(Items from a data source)
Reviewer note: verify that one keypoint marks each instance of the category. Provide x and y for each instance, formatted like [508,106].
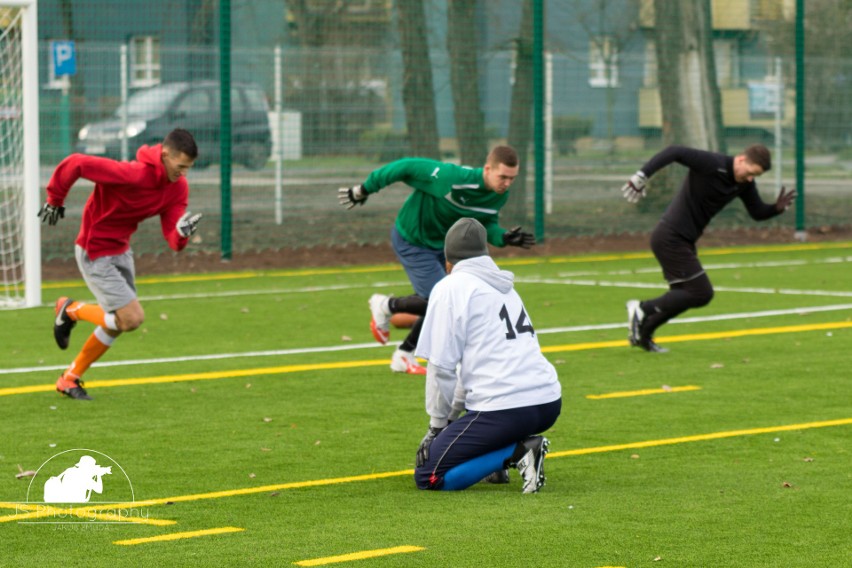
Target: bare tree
[689,93]
[520,115]
[418,93]
[462,45]
[611,25]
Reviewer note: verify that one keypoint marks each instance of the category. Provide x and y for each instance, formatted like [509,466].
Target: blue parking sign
[63,58]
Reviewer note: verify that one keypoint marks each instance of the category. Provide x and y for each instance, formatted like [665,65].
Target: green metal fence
[324,84]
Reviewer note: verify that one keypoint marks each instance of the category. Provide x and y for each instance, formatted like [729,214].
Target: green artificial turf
[310,451]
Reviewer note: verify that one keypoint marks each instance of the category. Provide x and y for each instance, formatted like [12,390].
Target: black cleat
[63,324]
[501,476]
[635,315]
[531,465]
[651,347]
[72,388]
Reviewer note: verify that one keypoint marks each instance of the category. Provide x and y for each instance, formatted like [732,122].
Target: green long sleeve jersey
[444,193]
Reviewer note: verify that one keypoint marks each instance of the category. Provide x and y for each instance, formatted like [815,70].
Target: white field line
[373,345]
[302,290]
[743,289]
[720,266]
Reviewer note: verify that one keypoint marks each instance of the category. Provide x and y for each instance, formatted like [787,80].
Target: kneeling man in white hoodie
[478,335]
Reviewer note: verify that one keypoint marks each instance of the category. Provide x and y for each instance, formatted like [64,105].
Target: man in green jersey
[443,194]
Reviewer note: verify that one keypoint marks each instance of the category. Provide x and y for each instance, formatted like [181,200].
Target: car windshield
[151,102]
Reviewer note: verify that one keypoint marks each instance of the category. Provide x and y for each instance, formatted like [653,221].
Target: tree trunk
[464,76]
[520,117]
[689,93]
[418,94]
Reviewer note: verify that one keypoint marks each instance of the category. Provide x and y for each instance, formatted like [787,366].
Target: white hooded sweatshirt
[477,322]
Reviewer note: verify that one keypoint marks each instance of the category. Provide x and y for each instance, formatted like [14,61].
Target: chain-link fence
[323,92]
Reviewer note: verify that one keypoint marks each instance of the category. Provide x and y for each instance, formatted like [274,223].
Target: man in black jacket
[713,181]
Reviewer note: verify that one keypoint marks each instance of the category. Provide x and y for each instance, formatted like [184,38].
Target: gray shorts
[110,278]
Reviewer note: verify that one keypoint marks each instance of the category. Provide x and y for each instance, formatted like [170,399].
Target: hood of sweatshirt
[484,268]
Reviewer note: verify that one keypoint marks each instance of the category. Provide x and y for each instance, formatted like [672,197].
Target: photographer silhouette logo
[76,484]
[81,487]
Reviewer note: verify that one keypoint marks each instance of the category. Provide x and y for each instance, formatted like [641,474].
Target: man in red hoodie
[125,194]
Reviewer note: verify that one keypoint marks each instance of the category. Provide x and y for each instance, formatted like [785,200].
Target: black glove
[349,197]
[51,213]
[425,443]
[516,238]
[785,199]
[187,224]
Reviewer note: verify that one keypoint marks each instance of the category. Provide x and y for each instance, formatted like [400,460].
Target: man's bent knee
[130,317]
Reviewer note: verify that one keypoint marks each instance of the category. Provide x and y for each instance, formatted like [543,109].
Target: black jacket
[708,188]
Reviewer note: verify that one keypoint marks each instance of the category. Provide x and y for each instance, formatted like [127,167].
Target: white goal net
[20,255]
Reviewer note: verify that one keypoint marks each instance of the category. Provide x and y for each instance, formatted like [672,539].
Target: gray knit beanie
[465,239]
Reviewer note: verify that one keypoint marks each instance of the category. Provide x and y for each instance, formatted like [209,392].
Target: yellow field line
[700,438]
[359,555]
[700,336]
[407,472]
[212,375]
[643,392]
[177,536]
[502,261]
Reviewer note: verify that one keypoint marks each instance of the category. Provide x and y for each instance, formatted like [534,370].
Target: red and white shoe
[380,321]
[406,362]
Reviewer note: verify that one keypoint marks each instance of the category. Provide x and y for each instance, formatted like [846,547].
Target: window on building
[726,57]
[650,76]
[144,61]
[603,62]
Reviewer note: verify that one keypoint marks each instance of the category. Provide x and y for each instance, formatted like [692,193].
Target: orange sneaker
[72,388]
[406,362]
[63,324]
[380,321]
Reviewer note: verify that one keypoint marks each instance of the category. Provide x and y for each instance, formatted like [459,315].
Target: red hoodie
[125,194]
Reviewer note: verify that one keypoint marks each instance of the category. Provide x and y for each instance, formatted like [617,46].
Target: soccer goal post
[20,236]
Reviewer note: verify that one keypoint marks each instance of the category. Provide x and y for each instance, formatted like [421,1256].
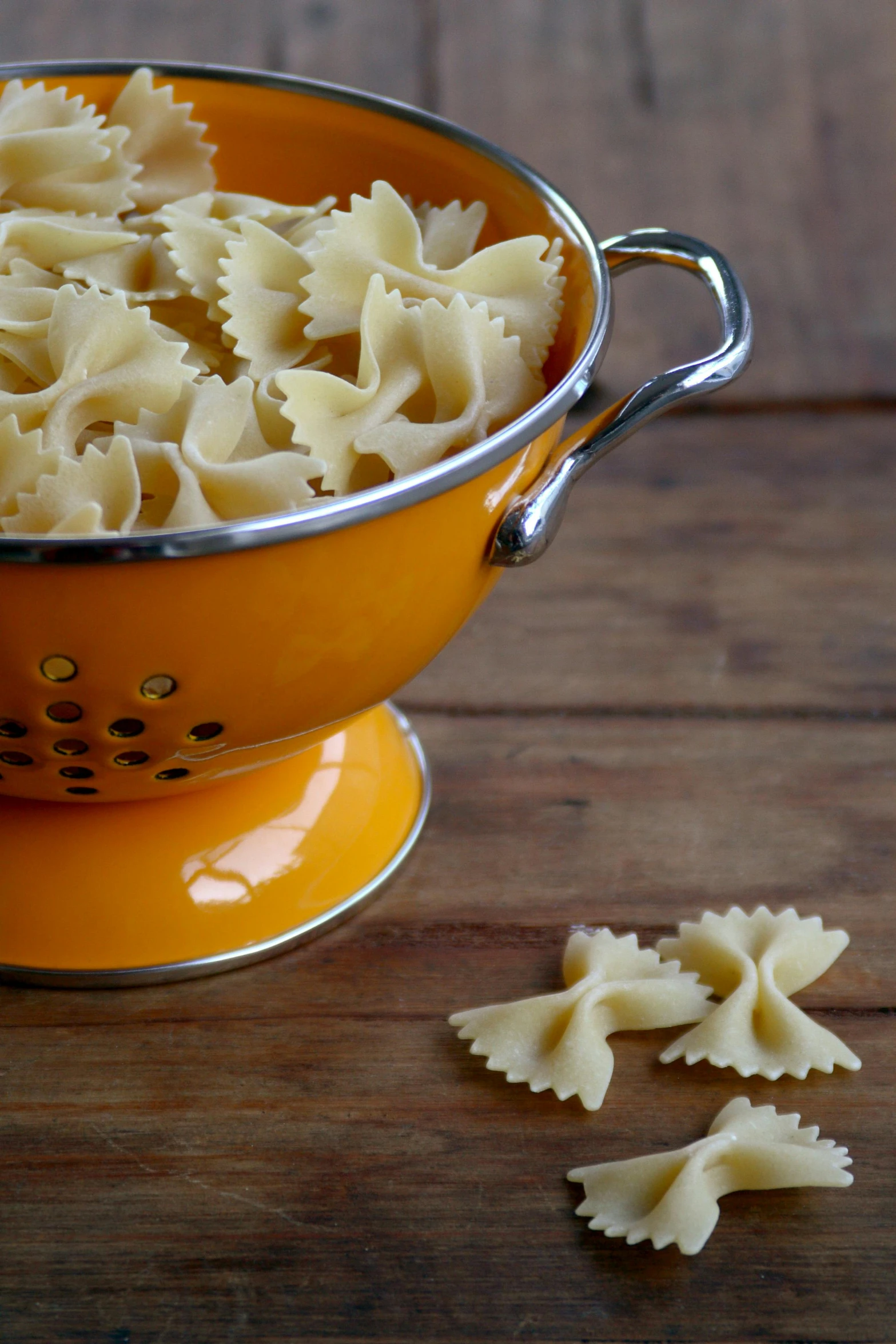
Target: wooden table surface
[688,703]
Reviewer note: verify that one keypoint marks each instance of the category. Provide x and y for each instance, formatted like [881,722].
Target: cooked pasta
[754,963]
[172,355]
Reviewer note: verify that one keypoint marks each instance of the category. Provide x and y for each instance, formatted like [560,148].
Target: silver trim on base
[221,961]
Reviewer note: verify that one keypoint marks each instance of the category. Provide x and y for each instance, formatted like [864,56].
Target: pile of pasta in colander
[174,356]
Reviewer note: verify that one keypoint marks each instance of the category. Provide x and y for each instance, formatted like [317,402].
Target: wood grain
[762,132]
[723,563]
[331,1179]
[372,45]
[696,706]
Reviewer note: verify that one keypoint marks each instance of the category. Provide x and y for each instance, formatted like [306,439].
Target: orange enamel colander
[136,673]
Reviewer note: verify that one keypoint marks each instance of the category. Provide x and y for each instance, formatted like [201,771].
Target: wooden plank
[732,562]
[304,1151]
[368,43]
[331,1179]
[766,129]
[541,824]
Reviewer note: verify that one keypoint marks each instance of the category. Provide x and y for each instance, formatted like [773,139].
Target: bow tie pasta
[382,237]
[174,355]
[674,1198]
[754,963]
[559,1041]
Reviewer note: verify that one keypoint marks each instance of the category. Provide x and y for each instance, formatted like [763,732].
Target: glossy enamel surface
[230,876]
[276,644]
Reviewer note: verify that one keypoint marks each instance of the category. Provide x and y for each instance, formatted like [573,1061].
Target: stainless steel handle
[532,520]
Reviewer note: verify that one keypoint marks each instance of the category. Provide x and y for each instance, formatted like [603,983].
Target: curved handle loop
[532,520]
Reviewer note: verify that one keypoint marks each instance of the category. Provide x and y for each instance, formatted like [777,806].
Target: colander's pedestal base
[139,893]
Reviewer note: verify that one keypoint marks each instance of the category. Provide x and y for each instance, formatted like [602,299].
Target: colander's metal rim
[201,967]
[371,504]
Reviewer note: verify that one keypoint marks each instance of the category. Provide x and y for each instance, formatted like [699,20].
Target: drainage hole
[15,758]
[70,746]
[65,711]
[132,758]
[127,727]
[206,731]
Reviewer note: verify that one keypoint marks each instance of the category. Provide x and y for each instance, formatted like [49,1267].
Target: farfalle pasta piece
[164,144]
[262,280]
[234,208]
[47,240]
[559,1041]
[675,1196]
[90,495]
[451,232]
[430,378]
[381,236]
[143,271]
[477,378]
[27,299]
[225,451]
[198,246]
[754,963]
[57,154]
[329,413]
[23,462]
[108,363]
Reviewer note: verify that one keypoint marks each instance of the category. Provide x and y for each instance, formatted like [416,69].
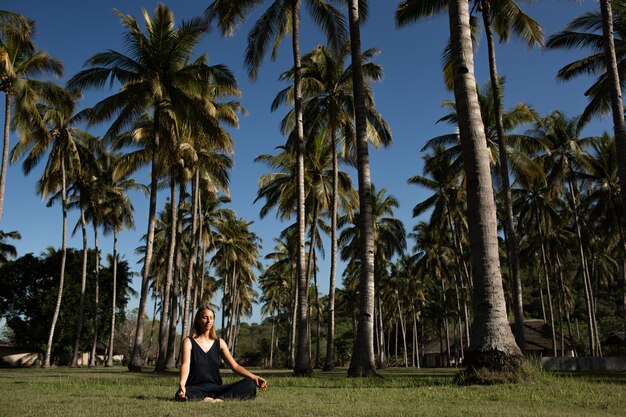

» TASK
Could you print the data exactly as it appears and keep the pictures out?

» ANSWER TO THIS TASK
Reviewer note: verify that one keypoint marks each instance of the category. Provide x and y for each instance, formatted like [508,106].
Target: bare tree
[689,93]
[520,115]
[418,93]
[462,45]
[611,25]
Reviewer note: verify that one keypoint marks each instance of the category. Provide x and y for each instance, formatted like [509,466].
Target: blue parking sign
[63,58]
Reviewer note: verify that one keypoint marks each instance of the category. Provide x and y for each instance, formatted like [665,65].
Target: green metal fence
[324,84]
Reviewer note: verify that one keypoint marks each instance of the category. Provide x and y for each instance, formatted like [729,214].
Target: green artificial turf
[310,451]
Reviewer note: verify that one keypoint marks each instance of the category. Provide x and y for each instance, formatted like [12,390].
Target: black cleat
[63,324]
[501,476]
[635,315]
[531,465]
[651,347]
[72,388]
Reviewer note: verify that one keypoint marks each instance of the category. Provide x and y for each instance, formatted like [732,122].
Target: green long sleeve jersey
[444,193]
Reviewer note: verify that one keypoint marks each instance of the category. Provide x and y for each instance, formatted like [815,70].
Target: white field line
[373,345]
[302,290]
[743,289]
[720,266]
Reviewer note: verify that one keypoint marks each instance of the category. Provide x and y for each instance, formatted like [787,80].
Target: kneeling man in white hoodie
[478,335]
Reviewer note: verify that one keypoint marks each instance of the category. Provide x and y for each instance, formatted like [64,105].
Target: man in green jersey
[443,194]
Reviewer note: verify that one keypoint marks each instance of the category. Provide x and y for each instance, formatted like [181,200].
Target: car windshield
[151,102]
Reviewer note: verify that one keypoint marks each instance of the category. Provide x and y for each instance, formatted like [653,221].
Target: tree trunk
[464,76]
[520,117]
[689,93]
[418,94]
Reviewer note: verify that one keypoint marks each instance of the category. Provide x and y for each instance, formatted like [787,366].
Target: white hooded sweatshirt
[477,322]
Reviewer note: verify that one keypoint marks each instance of the category. Provide x and y for each instance, formatted like [14,61].
Target: chain-link fence
[323,92]
Reviewer note: verify that one keypoint marks each instance of the category. Provide x and y for each instance, formatted like [274,223].
Target: man in black jacket
[713,181]
Reviewer note: verify that one keypoint marks each instance of the category. Provide x and y for each instance, formatted like [184,38].
Target: gray shorts
[110,278]
Reviewer note: verify that one keypoint marks each instance of the category. Provide x and y for each instance, formatted like [170,399].
Target: hood of sweatshirt
[484,268]
Reviewer note: verify that one keypoint marks each instance of the category. Provide x and y for each instance, formatted like [672,197].
Target: photographer silhouette logo
[76,484]
[81,487]
Reviewer note: verify that one keypoint marks each instance of the category. Provide x and y for each instance, formatted like [641,474].
Target: man in red hoodie
[125,194]
Reviewer note: verify that one keypoint marks each instance of the category. Provide x and y for each instance, formatted like [785,200].
Target: black glove
[349,197]
[51,213]
[425,443]
[516,238]
[785,199]
[187,224]
Reviewer note: verify that one keypoint marks each instance of the category. Provide x and y for each instance, formatted like [400,460].
Target: man's bent knee
[130,317]
Reviewer note: verify that one keypoint marks each instance of the category. Provide x and y for each instance, formatted like [543,109].
Target: black jacket
[708,188]
Reviewer note: verify that one keypoint marks each instance of the category. Provide x and y for each instance, formatted like [127,167].
Target: white goal net
[20,255]
Reviewer note: verify that one keypoint marks each instance of the category. Provide x and y for each instance, formatted like [672,539].
Target: gray knit beanie
[465,239]
Reviewer note: verify that one keypoint marks each instance of the category. Provide x and y for each instance, formatted like [209,392].
Target: yellow field line
[700,438]
[359,555]
[700,336]
[407,472]
[212,375]
[643,392]
[177,536]
[502,261]
Reviewer note: verify that one keypoint marks each instance of the category. Provide x and y for each instance, formatted like [534,370].
Target: red and white shoe
[380,321]
[406,362]
Reviewer note: verify that one keypoint marks each instance of the category. Provide x and y for each instance, formatted like [846,547].
Target: window on building
[726,57]
[650,76]
[144,61]
[603,62]
Reviewer note: verify that one keypoint marks each instance of the category. Provide x and y for each instance, formatted like [692,193].
Target: orange sneaker
[72,388]
[406,362]
[63,324]
[380,321]
Reviewer note: verify that one keypoint marks each instance of the category. Provide x and y for each instance, formatted like [459,315].
Target: red hoodie
[125,194]
Reviewer note: verify that one keypoint marks each instance of the category. Provide x and y for each instance, formatted like [617,46].
Target: soccer goal post
[20,236]
Reviewer note: verify that one keypoint marks each instance of the category. Provide x and y for each instance, formatted like [421,1256].
Target: wooden table surface
[688,703]
Reviewer note: verify that one keypoint marks each instance of the category. Provide x and y for each instance, formatted like [881,722].
Target: cooked pasta
[754,963]
[172,355]
Reviewer note: verify that one keypoint marks each instance of the category. Provide x and y for each instance, formatted like [560,148].
Target: silver trim on base
[221,961]
Reviewer note: verify that one keypoint marks each instance of the category. Provide x and y for each instance, formatted like [864,56].
Target: pile of pasta in colander
[174,356]
Reviewer note: verify that one keypoint marks each instance of the category. Provide x and y for each instance, formatted like [317,402].
Target: wood grain
[762,132]
[723,563]
[331,1179]
[372,45]
[696,706]
Reviewer note: verify that one keypoint marks each instance of the category. Provide x and y for each instance, formatted like [306,439].
Target: orange enamel colander
[136,673]
Reviewer note: verify that one keypoint marks each instance of the category. Provide x and y for each instance, formatted like [201,771].
Target: wooden plank
[732,562]
[304,1151]
[368,43]
[331,1179]
[766,129]
[541,824]
Reviewer note: verify that one keypoint marks each instance of the category. Provide x and y for each instance, formatted like [773,139].
Target: bow tie pasta
[382,237]
[174,355]
[674,1198]
[754,963]
[559,1041]
Reviewer note: verify that one keypoint marks each instance of the category. Provide x and y for each instance, formatted like [763,732].
Target: glossy enamel surface
[230,876]
[276,644]
Reviewer note: verify that one keypoint marks each instance of the category. Provide x and y for each instance, formatted like [573,1061].
Target: stainless steel handle
[532,520]
Reviewer note: verify that one keypoint marks each instance of the category. Provide x and y for each instance, formatted like [603,983].
Target: curved handle loop
[532,520]
Reviewer note: verify that one keypoint marks each instance of the category. Provide x and y for each instance, formatted like [777,806].
Target: colander's pedestal base
[139,893]
Reviewer note: verify that one keypoint marks each instance of the category. Provide x and y for each instance, formatted like [602,299].
Target: colander's metal rim
[201,967]
[371,504]
Reviewer note: verify that one keypoint marks each instance of the category. Provide x and y for each instance, formatted like [699,20].
Target: drainage hole
[15,758]
[70,746]
[65,711]
[132,758]
[127,727]
[206,731]
Reviewer note: verify that one keypoint marks each instance of the category. Provide x and y for each instance, formatted like [49,1267].
Target: farfalle pasta piece
[164,144]
[262,280]
[234,208]
[47,240]
[559,1041]
[675,1196]
[90,495]
[451,232]
[430,378]
[381,236]
[143,271]
[477,378]
[27,299]
[225,451]
[198,246]
[754,963]
[57,154]
[329,413]
[23,462]
[108,363]
Reviewer note: verify that one keypoint marks each instance of the category. Provide x and y for each instance, formatted like [416,69].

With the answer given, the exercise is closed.